● **EXCERPTED PASSAGE**:
The White-Privilege Tedium

Victor Davis Hanson // National Review

Why are current monotonous slogans like “white privilege” and “old white men” finally losing their currency?

Who exactly is “white” in a multiracial, intermarried, and integrated society? How do we determine who is a purported victim of racial bias — relative degrees of nonwhite skin color, DNA badges, an ethnicized last name, or nomenclature with two or three accent marks?

The reason that Arab-, Greek-, or Italian-Americans are more likely to be branded or to self-identify as “white” than Brazilian-, Argentinian, Spanish-, or Mexican-Americans doesn’t necessarily have anything to do with appearance or their DNA or their ancestors’ or their own historical experience in America. It has everything to do with the perversities of the devolving diversity industry in which claims to victimization bring greater careerist advantage or at least psychological satisfaction.

● **EXERCISE**: Resume the opinion piece on the "white privilege" slogan right after its final sentence, keeping its argument and tone.

● **DATASET EXTRACT**:
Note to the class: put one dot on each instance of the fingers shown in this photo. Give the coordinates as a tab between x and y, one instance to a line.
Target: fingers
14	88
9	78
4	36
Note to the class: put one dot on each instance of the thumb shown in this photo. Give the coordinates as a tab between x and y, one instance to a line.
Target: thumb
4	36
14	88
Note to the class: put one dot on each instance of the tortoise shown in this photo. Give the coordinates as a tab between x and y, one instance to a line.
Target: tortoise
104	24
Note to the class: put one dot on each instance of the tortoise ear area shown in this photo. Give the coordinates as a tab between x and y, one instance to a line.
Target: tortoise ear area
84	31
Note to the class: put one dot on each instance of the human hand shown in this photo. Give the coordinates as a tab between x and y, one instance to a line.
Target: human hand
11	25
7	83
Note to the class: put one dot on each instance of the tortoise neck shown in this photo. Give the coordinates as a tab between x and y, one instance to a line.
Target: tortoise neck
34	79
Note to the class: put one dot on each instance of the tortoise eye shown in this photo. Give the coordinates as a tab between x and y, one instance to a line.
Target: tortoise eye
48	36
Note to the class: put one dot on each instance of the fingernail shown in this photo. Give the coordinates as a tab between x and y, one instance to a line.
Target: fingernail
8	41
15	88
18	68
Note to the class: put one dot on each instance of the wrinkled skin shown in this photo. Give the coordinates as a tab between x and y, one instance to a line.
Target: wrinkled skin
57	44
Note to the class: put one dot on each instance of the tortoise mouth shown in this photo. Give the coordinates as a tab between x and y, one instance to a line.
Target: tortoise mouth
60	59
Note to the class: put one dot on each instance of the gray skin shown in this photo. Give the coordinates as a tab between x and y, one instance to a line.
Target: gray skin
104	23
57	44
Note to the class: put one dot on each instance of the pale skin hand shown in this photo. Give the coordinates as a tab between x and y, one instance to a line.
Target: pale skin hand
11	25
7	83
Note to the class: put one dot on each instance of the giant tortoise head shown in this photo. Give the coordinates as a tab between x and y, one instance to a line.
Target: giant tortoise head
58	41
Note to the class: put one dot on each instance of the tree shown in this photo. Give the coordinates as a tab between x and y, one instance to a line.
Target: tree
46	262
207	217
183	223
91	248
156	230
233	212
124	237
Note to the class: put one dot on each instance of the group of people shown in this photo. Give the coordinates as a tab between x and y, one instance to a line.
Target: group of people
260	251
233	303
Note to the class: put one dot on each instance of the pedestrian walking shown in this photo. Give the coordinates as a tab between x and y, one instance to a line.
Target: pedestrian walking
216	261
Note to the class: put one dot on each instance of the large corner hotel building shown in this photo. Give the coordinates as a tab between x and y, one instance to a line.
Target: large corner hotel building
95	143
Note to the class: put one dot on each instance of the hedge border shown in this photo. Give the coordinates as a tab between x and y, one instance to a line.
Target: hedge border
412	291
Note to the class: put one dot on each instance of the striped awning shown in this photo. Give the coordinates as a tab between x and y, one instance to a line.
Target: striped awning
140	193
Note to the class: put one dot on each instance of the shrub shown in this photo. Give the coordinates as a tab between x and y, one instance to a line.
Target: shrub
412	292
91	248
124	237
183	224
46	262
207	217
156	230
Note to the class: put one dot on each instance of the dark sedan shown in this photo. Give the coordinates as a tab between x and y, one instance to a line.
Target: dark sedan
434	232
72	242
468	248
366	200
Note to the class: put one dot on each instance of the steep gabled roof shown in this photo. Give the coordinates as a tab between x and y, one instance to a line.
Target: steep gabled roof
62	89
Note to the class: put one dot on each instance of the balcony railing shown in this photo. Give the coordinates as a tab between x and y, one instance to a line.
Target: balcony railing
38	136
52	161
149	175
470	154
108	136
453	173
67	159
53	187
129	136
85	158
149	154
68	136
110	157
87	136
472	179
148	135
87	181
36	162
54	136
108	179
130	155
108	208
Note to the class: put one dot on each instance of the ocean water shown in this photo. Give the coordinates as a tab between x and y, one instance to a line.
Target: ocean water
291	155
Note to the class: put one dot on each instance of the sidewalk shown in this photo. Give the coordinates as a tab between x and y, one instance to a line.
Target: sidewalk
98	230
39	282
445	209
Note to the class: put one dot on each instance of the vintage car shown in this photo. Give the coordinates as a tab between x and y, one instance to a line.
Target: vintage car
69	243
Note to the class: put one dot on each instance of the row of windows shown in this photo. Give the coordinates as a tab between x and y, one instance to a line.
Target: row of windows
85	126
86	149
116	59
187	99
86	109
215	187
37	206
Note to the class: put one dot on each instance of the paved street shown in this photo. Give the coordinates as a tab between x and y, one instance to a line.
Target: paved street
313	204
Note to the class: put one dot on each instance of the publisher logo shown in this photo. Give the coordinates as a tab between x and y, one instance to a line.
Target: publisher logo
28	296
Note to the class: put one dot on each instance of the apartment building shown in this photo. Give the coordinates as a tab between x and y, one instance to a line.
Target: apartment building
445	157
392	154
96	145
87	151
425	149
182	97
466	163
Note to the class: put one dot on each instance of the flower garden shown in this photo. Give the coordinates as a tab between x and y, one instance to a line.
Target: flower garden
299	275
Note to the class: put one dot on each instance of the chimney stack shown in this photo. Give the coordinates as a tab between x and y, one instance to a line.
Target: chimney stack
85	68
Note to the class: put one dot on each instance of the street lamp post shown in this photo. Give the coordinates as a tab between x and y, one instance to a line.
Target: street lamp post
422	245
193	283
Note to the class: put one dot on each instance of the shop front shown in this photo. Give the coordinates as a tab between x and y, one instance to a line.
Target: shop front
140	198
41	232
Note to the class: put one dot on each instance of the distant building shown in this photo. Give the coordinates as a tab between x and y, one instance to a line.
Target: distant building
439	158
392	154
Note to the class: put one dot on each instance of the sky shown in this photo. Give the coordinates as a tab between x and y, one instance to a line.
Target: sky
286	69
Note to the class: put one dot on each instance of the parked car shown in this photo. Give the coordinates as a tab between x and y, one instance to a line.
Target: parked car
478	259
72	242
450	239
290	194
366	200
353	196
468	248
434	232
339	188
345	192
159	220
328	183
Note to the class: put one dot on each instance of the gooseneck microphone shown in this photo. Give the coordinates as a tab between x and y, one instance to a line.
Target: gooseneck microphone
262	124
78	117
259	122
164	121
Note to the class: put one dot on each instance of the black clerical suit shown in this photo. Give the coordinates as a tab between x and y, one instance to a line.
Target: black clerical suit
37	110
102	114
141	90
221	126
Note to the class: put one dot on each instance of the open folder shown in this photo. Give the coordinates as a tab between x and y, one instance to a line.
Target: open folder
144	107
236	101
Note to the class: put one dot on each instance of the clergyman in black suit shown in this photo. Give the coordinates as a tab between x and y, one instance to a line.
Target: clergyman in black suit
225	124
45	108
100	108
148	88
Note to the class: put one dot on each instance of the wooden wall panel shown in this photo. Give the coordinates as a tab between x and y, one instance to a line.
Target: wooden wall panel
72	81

● **ANSWER TO THE PROBLEM**:
The recent farce involving Elizabeth Warren’s “ancestry” has not only probably aborted her presidential aspirations, but — along with the Asian-American lawsuit against Harvard’s admission practices — also reminded us of the growing corruption of race-based set-asides. Warren’s desperate gambit was simply a response to the new reality that minority status often has little relation with appearance. (Many Latinos — a term never adequately defined — look “whiter” than Italian Americans or Greek Americans who have been absorbed as “white” long ago.)